## Assignment
Track down every line below that holds "green" and copy it.

:: Exercise data ::

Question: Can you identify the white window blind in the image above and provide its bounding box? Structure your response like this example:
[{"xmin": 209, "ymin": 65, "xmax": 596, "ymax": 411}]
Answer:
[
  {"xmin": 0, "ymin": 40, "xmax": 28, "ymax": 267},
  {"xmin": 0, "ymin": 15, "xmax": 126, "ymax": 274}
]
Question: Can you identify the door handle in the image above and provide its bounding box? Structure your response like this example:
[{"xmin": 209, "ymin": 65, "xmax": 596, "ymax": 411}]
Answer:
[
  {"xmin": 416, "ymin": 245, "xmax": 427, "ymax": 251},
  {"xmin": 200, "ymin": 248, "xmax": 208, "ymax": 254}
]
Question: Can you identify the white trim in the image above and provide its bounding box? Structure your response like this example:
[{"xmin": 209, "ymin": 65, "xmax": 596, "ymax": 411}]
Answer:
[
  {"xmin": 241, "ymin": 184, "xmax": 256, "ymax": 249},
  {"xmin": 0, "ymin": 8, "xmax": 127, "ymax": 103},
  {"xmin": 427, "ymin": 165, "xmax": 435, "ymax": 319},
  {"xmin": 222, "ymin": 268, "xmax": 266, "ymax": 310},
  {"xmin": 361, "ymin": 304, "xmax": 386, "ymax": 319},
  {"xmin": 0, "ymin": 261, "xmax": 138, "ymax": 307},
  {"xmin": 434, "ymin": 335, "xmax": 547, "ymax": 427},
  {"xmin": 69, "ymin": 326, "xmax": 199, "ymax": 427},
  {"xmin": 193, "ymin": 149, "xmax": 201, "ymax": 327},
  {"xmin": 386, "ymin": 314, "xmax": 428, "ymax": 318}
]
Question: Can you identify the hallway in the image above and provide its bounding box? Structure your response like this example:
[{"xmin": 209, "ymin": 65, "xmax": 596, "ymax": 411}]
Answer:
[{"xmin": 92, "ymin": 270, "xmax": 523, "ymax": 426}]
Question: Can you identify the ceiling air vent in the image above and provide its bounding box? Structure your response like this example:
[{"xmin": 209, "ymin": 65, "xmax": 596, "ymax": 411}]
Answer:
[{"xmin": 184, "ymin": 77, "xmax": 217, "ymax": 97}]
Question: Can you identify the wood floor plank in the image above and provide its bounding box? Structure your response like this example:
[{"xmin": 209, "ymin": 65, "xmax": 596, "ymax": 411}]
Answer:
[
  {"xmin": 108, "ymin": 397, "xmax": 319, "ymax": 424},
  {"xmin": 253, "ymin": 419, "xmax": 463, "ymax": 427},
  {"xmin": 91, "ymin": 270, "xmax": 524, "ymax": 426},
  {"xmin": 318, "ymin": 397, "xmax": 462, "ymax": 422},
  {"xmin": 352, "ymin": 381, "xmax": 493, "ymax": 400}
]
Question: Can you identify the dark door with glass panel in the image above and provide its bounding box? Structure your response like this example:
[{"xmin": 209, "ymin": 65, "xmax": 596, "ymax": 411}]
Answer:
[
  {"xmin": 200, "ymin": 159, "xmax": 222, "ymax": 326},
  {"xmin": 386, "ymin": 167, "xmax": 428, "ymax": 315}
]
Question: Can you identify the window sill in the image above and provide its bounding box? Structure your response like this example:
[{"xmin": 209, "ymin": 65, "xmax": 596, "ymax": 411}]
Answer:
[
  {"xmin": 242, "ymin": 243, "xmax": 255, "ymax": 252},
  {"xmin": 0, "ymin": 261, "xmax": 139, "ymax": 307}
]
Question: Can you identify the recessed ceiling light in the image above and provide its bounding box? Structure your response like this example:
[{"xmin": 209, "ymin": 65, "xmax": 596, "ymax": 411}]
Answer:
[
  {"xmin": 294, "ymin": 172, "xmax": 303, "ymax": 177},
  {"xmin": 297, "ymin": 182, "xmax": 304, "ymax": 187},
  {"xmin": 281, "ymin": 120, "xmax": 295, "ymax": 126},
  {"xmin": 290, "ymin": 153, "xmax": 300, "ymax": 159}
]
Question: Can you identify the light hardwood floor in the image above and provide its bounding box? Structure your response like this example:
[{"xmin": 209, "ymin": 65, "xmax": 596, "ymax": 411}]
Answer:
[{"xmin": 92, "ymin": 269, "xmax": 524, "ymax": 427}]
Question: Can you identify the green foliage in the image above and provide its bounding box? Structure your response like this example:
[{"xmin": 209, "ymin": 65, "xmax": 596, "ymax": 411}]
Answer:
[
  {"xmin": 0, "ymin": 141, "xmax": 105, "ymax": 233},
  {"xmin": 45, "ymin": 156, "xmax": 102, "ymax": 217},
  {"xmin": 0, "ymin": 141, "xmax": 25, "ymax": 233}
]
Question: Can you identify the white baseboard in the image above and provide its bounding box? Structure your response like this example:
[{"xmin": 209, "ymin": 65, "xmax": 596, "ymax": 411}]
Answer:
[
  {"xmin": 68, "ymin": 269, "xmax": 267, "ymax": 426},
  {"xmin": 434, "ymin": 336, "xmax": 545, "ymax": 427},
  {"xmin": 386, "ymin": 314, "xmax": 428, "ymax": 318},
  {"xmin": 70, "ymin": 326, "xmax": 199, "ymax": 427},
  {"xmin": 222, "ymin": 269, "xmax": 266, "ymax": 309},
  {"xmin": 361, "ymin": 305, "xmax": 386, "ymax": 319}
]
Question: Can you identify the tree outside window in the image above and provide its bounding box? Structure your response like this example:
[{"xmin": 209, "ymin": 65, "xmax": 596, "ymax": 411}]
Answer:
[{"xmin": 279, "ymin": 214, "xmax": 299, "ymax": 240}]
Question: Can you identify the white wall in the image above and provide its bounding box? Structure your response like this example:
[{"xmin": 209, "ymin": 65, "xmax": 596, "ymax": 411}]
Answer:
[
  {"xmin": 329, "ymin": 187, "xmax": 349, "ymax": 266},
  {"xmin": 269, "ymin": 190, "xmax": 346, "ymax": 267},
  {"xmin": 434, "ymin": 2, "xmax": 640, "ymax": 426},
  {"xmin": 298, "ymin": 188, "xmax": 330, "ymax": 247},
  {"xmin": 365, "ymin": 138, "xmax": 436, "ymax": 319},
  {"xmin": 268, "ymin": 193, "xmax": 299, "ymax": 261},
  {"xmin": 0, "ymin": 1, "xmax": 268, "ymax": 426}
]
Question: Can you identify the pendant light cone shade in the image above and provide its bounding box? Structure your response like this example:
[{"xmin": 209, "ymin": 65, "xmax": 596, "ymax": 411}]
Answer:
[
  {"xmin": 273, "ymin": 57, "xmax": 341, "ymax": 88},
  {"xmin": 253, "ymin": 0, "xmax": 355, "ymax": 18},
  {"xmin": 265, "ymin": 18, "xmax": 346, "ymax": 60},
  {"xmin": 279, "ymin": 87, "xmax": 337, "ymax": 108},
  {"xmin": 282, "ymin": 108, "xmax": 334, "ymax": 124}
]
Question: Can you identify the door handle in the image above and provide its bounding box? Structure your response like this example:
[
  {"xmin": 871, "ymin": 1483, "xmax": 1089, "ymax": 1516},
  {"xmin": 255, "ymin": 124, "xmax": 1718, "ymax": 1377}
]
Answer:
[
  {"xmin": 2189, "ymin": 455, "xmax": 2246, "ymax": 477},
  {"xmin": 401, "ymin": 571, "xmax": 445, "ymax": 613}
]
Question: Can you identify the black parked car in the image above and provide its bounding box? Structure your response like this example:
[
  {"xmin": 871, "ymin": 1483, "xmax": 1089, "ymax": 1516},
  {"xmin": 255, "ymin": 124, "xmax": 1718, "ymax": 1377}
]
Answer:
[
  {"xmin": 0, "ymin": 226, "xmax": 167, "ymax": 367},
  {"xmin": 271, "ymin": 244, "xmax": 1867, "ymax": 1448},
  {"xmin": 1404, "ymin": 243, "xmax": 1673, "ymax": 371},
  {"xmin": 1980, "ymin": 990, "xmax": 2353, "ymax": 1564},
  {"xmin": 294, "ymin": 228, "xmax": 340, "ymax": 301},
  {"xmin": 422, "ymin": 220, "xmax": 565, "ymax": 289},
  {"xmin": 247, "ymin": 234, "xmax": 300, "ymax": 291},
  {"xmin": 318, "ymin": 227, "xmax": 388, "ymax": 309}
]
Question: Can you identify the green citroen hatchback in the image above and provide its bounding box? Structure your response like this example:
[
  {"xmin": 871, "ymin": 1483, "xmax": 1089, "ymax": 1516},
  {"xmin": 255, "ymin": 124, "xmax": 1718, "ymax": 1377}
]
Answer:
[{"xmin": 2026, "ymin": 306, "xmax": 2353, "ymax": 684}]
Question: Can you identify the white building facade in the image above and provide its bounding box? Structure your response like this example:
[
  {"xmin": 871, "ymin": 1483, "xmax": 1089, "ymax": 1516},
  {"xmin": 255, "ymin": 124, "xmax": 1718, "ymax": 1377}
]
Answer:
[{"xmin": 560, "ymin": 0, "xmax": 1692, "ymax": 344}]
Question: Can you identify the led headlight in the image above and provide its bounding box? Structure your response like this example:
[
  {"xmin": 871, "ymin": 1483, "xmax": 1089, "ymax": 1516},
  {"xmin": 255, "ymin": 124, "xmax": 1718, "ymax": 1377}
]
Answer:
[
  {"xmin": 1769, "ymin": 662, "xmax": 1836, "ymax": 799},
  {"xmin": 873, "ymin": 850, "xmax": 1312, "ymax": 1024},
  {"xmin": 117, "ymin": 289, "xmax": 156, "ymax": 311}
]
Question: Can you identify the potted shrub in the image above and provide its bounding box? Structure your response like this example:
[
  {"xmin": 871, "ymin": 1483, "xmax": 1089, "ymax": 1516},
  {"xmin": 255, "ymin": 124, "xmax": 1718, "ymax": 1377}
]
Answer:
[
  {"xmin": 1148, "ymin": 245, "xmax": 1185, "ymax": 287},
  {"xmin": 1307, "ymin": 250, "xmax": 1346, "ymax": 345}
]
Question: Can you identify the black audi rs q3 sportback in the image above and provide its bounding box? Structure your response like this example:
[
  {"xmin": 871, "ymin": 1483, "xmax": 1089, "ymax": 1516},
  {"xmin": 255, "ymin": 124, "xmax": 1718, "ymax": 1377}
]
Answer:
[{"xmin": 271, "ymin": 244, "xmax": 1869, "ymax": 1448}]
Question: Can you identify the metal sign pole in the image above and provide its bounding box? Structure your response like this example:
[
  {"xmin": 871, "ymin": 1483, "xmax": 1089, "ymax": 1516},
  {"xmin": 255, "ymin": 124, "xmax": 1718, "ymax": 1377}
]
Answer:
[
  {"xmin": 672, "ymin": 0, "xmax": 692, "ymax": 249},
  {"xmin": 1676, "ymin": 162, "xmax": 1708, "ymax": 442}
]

:::

## Response to the task
Question: Can you identify the green foliage in the image above and provide its bounding box? Structure your response like this example:
Question: Can you identify the green citroen hatchback in the image above and provide its bounding box? Structure your response like this example:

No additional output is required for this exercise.